## Texte à examiner

Alors que les autorités mettent en avant les progrès réalisés dans la fonction publique, les syndicats, eux, dressent un tableau bien plus sombre à l’occasion de la Journée internationale du travail. La Confédération des syndicats du Burundi (COSYBU) alerte sur la précarité persistante des conditions de travail, notamment l’absence de protection en matière de santé et de sécurité pour la majorité des salariés, et appelle à des réformes urgentes et concrètes.

Comme chaque année, la célébration du 1er mai est l’occasion pour les syndicats de tirer la sonnette d’alarme. Cette fois encore, la COSYBU dénonce un système qui laisse de côté la grande majorité des travailleurs, particulièrement exposés dans les secteurs à risques comme le bâtiment, l’industrie, les transports ou encore le gardiennage.

« Des agents de sécurité montent la garde la nuit, parfois sans abri, sans équipement de protection, ni couverture médicale en cas d’agression ou de blessure », déplore un syndicaliste.

## Consigne
Reproduisez intégralement le texte sur les conditions de travail au Burundi, sans rien y changer.

## Contenu des données
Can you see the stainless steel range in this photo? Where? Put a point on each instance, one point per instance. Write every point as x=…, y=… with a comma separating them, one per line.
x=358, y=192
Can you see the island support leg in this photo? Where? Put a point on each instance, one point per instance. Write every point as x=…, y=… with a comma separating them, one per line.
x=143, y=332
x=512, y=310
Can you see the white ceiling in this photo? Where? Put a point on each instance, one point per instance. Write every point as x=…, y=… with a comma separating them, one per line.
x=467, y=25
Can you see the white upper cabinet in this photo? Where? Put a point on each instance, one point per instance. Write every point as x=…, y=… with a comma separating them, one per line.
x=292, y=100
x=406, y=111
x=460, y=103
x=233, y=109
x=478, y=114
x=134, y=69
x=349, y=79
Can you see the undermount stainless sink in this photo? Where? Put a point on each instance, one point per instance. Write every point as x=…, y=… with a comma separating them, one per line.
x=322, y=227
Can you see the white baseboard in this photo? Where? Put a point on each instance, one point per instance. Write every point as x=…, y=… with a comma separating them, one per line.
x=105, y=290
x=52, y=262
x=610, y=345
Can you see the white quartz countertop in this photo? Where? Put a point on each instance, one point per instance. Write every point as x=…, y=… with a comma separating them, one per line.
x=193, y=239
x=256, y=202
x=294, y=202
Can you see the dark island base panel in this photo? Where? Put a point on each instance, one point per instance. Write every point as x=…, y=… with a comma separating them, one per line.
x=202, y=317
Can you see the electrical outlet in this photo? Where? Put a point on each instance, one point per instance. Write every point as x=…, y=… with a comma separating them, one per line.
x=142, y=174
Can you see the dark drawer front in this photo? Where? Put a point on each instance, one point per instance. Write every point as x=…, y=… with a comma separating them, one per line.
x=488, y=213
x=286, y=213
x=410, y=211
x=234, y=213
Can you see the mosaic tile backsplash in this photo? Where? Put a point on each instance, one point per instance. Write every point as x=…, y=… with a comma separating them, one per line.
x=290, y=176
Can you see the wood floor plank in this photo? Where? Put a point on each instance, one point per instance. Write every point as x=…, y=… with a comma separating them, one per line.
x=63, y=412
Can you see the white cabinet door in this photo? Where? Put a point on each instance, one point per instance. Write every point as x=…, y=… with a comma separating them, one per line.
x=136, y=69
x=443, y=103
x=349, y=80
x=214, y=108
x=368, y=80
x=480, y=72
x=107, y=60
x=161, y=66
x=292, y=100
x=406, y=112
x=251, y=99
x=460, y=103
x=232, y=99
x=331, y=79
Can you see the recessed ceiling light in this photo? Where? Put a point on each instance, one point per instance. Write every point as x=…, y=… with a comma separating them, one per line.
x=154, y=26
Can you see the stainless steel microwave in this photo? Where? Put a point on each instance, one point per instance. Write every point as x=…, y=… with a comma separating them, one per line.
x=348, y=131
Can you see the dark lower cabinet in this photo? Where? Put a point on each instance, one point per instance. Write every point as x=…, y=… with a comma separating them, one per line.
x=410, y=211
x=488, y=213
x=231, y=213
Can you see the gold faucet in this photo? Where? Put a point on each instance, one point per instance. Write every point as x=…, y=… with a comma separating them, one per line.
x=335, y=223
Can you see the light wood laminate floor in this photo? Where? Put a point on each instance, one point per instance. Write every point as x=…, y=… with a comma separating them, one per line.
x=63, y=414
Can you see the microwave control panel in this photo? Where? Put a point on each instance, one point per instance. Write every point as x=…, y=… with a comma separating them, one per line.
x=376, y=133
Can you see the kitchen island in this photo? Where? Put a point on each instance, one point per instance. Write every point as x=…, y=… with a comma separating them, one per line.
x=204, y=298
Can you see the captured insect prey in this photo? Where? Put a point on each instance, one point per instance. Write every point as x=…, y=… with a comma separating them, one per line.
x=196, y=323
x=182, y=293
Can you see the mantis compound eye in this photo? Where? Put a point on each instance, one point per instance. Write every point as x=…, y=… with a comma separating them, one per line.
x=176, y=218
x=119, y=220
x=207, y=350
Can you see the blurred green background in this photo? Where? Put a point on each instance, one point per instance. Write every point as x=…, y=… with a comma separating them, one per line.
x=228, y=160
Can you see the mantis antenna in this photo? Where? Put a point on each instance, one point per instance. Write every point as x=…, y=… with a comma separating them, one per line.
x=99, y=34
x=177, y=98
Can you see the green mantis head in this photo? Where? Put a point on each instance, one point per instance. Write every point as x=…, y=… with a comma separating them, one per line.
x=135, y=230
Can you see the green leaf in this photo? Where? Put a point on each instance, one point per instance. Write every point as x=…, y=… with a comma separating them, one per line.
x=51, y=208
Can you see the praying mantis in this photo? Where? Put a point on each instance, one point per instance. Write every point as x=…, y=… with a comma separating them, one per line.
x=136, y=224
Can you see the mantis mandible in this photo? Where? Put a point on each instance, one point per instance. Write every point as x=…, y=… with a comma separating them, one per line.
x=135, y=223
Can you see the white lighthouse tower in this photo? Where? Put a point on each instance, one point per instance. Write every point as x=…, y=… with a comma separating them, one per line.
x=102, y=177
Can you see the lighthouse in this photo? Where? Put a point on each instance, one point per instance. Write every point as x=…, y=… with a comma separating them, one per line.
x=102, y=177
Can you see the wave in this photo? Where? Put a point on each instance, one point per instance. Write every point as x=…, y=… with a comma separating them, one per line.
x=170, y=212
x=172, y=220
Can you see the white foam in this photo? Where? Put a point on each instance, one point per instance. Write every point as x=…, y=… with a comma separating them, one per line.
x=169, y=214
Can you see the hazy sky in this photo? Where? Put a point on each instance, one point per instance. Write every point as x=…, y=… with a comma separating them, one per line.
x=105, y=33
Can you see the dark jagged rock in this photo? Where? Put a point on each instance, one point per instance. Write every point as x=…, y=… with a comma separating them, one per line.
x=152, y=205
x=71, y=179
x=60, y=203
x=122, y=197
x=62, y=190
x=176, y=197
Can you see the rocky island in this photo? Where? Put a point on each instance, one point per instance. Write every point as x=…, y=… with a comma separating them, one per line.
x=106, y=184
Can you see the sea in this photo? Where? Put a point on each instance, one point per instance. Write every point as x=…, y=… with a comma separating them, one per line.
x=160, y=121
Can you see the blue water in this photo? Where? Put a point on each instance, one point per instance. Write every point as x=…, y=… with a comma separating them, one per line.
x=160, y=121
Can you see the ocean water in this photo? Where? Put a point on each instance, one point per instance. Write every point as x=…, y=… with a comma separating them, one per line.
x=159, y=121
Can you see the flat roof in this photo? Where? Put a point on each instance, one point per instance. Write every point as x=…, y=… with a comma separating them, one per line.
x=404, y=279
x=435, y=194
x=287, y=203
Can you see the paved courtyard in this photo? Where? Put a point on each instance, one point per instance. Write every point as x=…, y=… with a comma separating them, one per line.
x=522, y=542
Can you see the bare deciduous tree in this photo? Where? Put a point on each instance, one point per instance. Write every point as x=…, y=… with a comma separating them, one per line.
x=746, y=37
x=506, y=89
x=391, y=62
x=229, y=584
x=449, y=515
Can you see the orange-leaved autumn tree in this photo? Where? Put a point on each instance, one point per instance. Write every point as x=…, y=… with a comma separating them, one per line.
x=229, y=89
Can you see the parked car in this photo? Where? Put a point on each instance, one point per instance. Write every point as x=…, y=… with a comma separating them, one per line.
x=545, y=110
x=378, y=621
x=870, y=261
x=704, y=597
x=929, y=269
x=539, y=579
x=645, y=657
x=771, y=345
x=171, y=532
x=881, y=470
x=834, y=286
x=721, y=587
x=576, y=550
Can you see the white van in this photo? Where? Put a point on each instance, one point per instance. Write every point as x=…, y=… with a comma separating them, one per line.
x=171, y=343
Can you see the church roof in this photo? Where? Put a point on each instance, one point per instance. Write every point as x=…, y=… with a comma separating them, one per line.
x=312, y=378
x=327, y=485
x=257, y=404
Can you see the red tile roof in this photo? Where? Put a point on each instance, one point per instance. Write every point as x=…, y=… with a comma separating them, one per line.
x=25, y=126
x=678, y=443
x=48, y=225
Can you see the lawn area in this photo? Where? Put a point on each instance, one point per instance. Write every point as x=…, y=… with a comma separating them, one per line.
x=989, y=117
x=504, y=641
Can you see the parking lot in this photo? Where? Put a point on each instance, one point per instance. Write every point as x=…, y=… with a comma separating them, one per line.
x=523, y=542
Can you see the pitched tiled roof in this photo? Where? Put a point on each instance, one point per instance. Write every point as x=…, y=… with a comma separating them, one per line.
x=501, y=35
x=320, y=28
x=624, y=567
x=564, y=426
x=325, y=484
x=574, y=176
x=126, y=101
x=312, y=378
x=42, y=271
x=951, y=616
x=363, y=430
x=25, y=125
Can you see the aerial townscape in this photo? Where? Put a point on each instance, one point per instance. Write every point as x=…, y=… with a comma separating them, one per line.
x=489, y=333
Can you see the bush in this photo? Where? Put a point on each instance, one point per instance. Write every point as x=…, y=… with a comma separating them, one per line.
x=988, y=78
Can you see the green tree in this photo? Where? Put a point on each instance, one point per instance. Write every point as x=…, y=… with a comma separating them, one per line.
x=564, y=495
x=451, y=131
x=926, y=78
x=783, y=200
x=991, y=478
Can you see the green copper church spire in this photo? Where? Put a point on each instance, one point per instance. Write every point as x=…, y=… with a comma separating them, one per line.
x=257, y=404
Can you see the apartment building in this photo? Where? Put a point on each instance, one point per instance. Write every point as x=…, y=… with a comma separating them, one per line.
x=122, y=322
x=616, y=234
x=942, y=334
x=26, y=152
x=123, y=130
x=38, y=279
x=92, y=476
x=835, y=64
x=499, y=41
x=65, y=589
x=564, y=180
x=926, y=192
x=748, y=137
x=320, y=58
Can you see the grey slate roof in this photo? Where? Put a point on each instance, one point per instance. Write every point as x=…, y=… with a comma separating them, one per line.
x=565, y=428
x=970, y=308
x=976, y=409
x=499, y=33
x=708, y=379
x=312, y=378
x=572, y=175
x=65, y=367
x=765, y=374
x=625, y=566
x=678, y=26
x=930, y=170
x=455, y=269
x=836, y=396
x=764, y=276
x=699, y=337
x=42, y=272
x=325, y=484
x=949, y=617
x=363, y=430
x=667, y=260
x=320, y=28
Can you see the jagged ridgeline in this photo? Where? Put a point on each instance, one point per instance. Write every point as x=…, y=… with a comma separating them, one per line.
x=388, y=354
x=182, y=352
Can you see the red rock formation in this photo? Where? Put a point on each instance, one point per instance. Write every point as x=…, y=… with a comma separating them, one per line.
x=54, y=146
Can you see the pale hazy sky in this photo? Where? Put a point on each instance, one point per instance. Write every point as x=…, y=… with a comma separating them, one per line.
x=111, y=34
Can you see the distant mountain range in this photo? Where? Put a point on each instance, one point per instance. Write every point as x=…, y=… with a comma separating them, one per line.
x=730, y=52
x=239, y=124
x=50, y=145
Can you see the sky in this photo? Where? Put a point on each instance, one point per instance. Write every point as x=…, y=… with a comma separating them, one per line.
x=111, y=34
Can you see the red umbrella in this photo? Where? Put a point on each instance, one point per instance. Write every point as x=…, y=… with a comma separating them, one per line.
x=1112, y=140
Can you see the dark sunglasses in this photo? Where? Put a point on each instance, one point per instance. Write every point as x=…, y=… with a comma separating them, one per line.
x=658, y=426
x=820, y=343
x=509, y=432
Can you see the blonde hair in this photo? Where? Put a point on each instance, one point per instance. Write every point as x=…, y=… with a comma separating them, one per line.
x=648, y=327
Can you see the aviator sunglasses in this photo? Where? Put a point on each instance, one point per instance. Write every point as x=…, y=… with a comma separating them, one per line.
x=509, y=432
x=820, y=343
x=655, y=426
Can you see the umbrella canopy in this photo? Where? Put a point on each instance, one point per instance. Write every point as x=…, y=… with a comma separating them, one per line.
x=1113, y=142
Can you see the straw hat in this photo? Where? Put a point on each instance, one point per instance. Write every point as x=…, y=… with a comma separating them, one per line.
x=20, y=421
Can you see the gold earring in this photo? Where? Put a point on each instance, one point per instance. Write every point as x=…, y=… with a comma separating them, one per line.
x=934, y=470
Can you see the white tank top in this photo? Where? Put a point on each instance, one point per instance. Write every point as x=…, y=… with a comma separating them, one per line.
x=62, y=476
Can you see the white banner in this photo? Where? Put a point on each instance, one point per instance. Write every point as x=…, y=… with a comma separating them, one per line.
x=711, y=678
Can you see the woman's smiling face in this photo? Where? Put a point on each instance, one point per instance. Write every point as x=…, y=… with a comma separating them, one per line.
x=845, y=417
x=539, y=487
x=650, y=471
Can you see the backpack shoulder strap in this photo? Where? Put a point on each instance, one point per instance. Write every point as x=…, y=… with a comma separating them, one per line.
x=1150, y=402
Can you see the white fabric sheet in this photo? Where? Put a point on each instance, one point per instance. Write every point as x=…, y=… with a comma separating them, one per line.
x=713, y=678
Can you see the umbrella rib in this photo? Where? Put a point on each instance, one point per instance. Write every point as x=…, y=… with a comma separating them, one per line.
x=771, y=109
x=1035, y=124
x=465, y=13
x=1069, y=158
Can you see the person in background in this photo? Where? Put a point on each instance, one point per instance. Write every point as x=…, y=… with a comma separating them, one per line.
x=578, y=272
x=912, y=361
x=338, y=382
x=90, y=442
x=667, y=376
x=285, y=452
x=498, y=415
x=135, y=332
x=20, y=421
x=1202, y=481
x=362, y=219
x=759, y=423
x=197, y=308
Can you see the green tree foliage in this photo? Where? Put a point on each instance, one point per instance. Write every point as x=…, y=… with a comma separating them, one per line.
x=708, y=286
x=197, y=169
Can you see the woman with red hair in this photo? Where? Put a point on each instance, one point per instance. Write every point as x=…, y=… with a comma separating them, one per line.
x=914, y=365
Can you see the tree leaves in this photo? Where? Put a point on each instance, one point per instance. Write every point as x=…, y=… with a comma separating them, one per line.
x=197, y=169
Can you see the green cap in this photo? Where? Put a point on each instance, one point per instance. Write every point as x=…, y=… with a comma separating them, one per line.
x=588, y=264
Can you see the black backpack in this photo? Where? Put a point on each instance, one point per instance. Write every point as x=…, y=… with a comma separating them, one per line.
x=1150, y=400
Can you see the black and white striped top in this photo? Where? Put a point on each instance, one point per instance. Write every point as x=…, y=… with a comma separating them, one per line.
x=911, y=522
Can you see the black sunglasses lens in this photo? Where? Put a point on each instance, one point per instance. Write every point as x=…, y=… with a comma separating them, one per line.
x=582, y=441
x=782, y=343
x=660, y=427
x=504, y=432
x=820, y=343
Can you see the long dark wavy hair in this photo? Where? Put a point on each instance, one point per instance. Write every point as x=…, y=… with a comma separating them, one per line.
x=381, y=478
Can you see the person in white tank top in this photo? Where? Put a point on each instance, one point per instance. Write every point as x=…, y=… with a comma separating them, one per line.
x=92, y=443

## Réponse
Alors que les autorités mettent en avant les progrès réalisés dans la fonction publique, les syndicats, eux, dressent un tableau bien plus sombre à l’occasion de la Journée internationale du travail. La Confédération des syndicats du Burundi (COSYBU) alerte sur la précarité persistante des conditions de travail, notamment l’absence de protection en matière de santé et de sécurité pour la majorité des salariés, et appelle à des réformes urgentes et concrètes.

Comme chaque année, la célébration du 1er mai est l’occasion pour les syndicats de tirer la sonnette d’alarme. Cette fois encore, la COSYBU dénonce un système qui laisse de côté la grande majorité des travailleurs, particulièrement exposés dans les secteurs à risques comme le bâtiment, l’industrie, les transports ou encore le gardiennage.

« Des agents de sécurité montent la garde la nuit, parfois sans abri, sans équipement de protection, ni couverture médicale en cas d’agression ou de blessure », déplore un syndicaliste.